Short problem
Please quote the lines of the listing below from the one containing "Find every green" through the end of the listing, both included, and leave the pictures out of your answer.

Collected data
►

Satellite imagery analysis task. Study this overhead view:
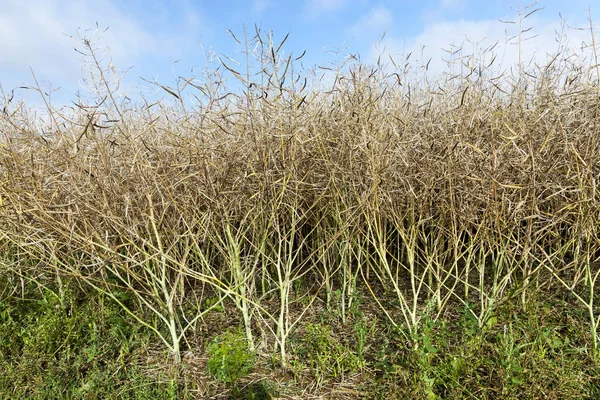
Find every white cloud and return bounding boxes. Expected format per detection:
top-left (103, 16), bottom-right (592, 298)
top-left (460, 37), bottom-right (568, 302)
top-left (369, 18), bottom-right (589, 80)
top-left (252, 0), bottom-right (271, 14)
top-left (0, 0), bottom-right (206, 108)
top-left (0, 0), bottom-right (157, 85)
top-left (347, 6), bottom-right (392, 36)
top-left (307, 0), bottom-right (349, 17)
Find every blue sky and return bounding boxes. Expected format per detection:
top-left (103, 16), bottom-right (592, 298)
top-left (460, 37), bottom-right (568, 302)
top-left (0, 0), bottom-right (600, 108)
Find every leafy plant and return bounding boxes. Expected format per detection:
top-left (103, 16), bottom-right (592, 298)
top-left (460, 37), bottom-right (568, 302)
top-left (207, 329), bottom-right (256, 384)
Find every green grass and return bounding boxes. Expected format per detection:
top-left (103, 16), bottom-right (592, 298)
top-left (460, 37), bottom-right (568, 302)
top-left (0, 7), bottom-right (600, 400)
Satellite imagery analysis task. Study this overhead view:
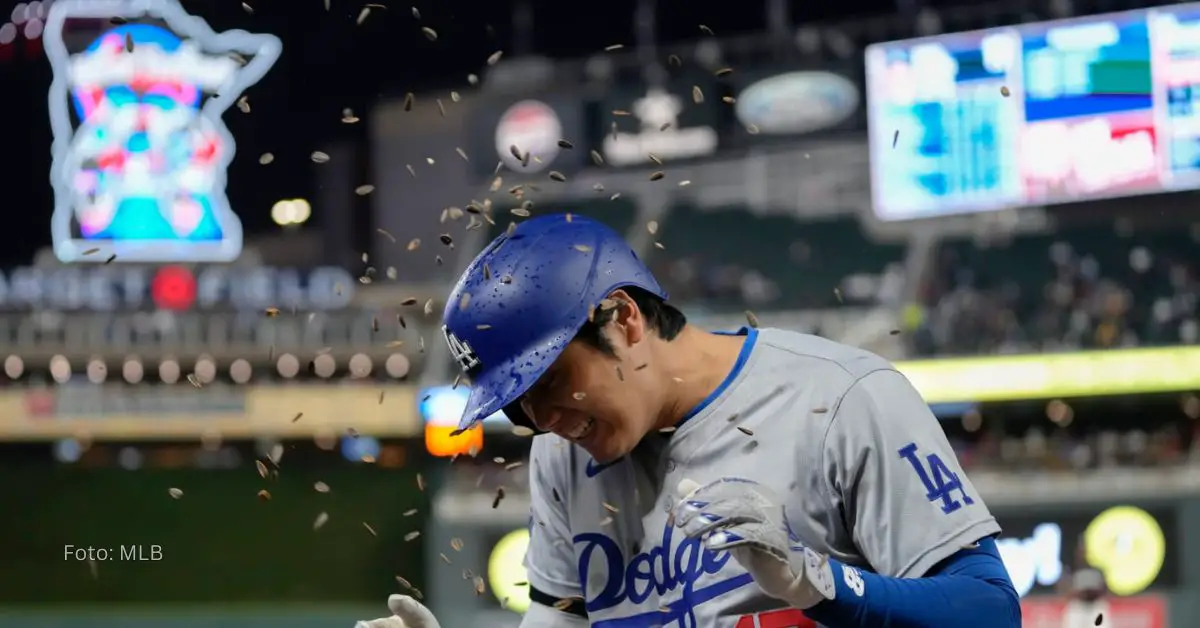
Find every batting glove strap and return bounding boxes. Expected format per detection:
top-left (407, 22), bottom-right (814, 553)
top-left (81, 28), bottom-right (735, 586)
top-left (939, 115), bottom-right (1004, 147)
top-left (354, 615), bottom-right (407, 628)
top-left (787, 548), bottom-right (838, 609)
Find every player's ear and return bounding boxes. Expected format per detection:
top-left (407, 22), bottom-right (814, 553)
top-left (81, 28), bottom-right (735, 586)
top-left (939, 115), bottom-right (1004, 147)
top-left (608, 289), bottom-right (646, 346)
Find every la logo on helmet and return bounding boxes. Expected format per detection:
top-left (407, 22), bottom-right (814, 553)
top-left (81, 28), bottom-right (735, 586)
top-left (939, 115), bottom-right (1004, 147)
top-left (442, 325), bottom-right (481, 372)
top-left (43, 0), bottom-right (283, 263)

◄

Solution to this problem
Find every green grass and return bounding boxes. Expected format per detection:
top-left (103, 16), bottom-right (592, 298)
top-left (460, 37), bottom-right (568, 302)
top-left (0, 7), bottom-right (600, 400)
Satellite imagery analysis task. Study this overhead view:
Find every batting glove strap and return bounding boxes. Expected format per detection:
top-left (407, 22), bottom-right (814, 553)
top-left (81, 28), bottom-right (735, 586)
top-left (939, 115), bottom-right (1004, 147)
top-left (354, 615), bottom-right (407, 628)
top-left (787, 548), bottom-right (838, 609)
Find every player's ear and return bounding boxes. Expected format per detection:
top-left (407, 22), bottom-right (814, 553)
top-left (81, 28), bottom-right (735, 586)
top-left (939, 115), bottom-right (1004, 147)
top-left (608, 289), bottom-right (646, 346)
Find every la logo on helmet and return bounding boxes. Expected format per detection:
top-left (407, 22), bottom-right (814, 553)
top-left (81, 28), bottom-right (735, 586)
top-left (939, 115), bottom-right (1004, 147)
top-left (442, 325), bottom-right (481, 372)
top-left (43, 0), bottom-right (283, 263)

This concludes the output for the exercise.